● REQUIRED WORK: Can you repeat every line of the listing below word for word, with nothing added or left out?
# START OF SUPPLIED DATA
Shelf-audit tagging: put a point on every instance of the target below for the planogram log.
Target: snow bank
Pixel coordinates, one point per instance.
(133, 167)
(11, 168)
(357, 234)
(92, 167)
# END OF SUPPLIED DATA
● THE COMPLETED TASK:
Shelf-audit tagging: put a point on every instance of the target below for the planogram log.
Target: snow bank
Pixel coordinates, one point per instance.
(133, 167)
(11, 168)
(357, 234)
(92, 167)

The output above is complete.